***** 原文 *****
2022年3月30日15時30分(日本時間)、チューダーの2022年新作が発表されました。ロレックスと時を同じくした新作発表に、おそらく世界中のファンが熱い視線を送ったことでしょう。
そして何とその数日後、当店ジャックロードに早くも2022年新作モデルの1つ、ブラックベイ クロノ S&G Ref.79363N-0007が入荷してまいりました。数日前に公式サイトで見たばかりのあの新作を前にして、スタッフたちも興味津々!
そこで今回は、手に取ってこそ分かる臨場感溢れる実機レビューを、着用イメージをたっぷり交えてお届けしたいと思います!ぜひ最後までお楽しみください。
さっそく当店に入荷したブラックベイ クロノ S&G Ref.79363N-0007。
私が実機を手に取ってみて感じたこと、それはカタログイメージから脳内で再現していたよりも、はるかに上品でクラシックな印象の時計だということです。
実際、同じくこの新作を手に取って眺めていた当店の女性スタッフも「コンビモデルだからもっとギラついているかと思ったけど、品があってすごくいい」と感想を述べていました。
意外にもおとなしめ?上品な佇まいのブラックベイ コンビモデル
この時計の魅力は次の3点に集約されています。
まずはSS×YGのコンビモデルで、さらにその中でもイエローゴールドの面積がかなり広い部類であるにも関わらず、どこか控えめでヴィンテージライクな雰囲気をまとっている点。
見た目はクラシカルでも、中身にはクロノメーター認定を受けた自社製ムーブメントの搭載やダイバーズウォッチに匹敵する防水性能など、最新のスペックが与えられている点。
***** データ抜粋 *****
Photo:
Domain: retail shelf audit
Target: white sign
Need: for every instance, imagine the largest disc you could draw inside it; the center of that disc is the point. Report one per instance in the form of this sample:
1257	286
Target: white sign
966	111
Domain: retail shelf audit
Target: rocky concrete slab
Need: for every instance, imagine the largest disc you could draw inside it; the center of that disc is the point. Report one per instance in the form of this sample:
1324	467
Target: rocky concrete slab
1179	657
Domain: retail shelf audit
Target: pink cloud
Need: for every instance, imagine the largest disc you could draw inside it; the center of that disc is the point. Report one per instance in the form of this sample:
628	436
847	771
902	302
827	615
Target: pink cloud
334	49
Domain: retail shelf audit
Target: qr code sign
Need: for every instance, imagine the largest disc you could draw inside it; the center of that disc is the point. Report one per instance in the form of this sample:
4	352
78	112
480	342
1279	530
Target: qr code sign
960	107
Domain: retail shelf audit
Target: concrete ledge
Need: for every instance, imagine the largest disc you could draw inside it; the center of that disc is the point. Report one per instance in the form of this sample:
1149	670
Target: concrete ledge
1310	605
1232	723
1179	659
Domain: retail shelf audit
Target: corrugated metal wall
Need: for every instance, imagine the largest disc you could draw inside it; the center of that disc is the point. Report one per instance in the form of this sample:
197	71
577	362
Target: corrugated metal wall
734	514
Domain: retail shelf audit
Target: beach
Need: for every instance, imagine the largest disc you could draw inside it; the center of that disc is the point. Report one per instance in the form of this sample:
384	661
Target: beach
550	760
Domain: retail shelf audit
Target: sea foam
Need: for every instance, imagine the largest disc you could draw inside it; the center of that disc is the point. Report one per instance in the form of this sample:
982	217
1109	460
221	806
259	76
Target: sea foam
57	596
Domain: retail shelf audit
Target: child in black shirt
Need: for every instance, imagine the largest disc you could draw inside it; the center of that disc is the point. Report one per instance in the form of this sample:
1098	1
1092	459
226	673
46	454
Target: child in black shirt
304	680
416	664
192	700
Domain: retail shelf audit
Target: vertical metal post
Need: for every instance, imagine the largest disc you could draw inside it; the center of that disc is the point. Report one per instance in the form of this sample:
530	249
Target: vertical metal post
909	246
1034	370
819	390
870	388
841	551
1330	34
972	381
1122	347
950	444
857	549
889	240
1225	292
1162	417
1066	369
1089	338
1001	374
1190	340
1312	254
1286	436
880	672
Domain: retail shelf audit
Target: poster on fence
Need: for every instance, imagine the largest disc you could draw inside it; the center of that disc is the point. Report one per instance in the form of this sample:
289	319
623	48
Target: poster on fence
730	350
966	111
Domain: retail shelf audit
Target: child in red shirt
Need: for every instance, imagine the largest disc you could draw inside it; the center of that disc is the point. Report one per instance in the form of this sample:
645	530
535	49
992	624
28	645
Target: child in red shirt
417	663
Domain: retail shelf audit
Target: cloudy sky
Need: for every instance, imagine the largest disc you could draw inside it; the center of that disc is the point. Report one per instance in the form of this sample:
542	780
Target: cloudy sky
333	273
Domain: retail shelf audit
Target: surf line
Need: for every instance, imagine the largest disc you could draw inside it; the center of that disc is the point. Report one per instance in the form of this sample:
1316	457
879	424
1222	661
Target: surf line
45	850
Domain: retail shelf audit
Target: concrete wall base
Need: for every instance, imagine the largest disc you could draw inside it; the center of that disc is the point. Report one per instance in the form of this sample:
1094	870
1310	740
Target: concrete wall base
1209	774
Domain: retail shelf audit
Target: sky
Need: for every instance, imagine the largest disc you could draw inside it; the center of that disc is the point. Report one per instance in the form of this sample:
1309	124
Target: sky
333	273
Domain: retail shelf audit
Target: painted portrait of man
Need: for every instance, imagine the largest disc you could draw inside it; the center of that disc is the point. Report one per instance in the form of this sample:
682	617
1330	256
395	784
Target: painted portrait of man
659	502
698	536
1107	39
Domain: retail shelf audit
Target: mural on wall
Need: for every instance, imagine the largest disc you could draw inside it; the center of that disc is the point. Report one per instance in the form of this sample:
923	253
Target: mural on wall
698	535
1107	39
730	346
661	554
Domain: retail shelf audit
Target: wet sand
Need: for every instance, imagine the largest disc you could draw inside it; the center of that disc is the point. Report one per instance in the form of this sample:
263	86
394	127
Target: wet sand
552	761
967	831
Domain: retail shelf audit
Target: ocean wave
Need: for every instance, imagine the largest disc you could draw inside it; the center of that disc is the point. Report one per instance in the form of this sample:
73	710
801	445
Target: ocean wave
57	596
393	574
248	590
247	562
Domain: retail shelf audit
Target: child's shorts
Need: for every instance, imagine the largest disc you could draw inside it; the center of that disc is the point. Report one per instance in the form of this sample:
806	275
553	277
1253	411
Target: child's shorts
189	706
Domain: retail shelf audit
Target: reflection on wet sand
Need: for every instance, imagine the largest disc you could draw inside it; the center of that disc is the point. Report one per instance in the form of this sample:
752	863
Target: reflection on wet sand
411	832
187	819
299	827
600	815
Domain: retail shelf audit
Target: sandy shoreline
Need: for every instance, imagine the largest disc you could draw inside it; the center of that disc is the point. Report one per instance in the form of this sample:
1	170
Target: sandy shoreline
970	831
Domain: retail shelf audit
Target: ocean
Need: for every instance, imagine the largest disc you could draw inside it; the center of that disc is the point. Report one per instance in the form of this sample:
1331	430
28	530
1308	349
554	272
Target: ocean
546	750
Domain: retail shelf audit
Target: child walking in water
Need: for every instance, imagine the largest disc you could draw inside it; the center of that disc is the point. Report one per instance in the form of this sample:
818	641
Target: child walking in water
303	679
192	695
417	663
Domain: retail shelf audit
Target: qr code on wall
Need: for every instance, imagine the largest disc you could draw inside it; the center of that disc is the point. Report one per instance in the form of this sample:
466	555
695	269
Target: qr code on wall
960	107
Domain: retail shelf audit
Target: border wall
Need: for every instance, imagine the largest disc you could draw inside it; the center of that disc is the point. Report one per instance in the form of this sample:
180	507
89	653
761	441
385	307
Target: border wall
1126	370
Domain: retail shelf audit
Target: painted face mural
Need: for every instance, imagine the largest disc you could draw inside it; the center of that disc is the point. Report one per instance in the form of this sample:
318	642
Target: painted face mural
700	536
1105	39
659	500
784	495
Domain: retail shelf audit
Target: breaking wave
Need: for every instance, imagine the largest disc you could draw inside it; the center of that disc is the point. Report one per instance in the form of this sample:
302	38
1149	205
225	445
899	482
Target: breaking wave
*****
**課題**
**1)** 原文をもとに次の問いに答えよ。答えにも(a)(b)(c)を付けること。
(a) チューダーの2022年新作が発表された日時は?
(b) 店に入荷した新作モデルの参照番号は?
(c) 女性スタッフは、このモデルをコンビモデルだからどうだと思っていたか?
**2)** 次の各文が原文と合っているかを、はい・いいえで判断せよ。判断の決め手となる原文の語句をそのまま引用すること。
(a) チューダーの新作発表は、ロレックスと同じ時期に行われた。
(b) 入荷したモデルは、ステンレススチールとホワイトゴールドのコンビモデルである。
(c) この時計には他社製のムーブメントが搭載されている。
**3)** 原文のうち、「2022年3月30日15時3」で始まり「印象の時計だということです。」まで続く部分を、一字も変えずに書き写せ。

**解答**
**1)**
(a) 2022年3月30日15時30分(日本時間)
(b) Ref.79363N-0007
(c) もっとギラついていると思っていた

**2)**
(a) はい。「ロレックスと時を同じくした新作発表」
(b) いいえ。「SS×YGのコンビモデル」
(c) いいえ。「クロノメーター認定を受けた自社製ムーブメントの搭載」

**3)**
2022年3月30日15時30分(日本時間)、チューダーの2022年新作が発表されました。ロレックスと時を同じくした新作発表に、おそらく世界中のファンが熱い視線を送ったことでしょう。
そして何とその数日後、当店ジャックロードに早くも2022年新作モデルの1つ、ブラックベイ クロノ S&G Ref.79363N-0007が入荷してまいりました。数日前に公式サイトで見たばかりのあの新作を前にして、スタッフたちも興味津々!
そこで今回は、手に取ってこそ分かる臨場感溢れる実機レビューを、着用イメージをたっぷり交えてお届けしたいと思います!ぜひ最後までお楽しみください。
さっそく当店に入荷したブラックベイ クロノ S&G Ref.79363N-0007。
私が実機を手に取ってみて感じたこと、それはカタログイメージから脳内で再現していたよりも、はるかに上品でクラシックな印象の時計だということです。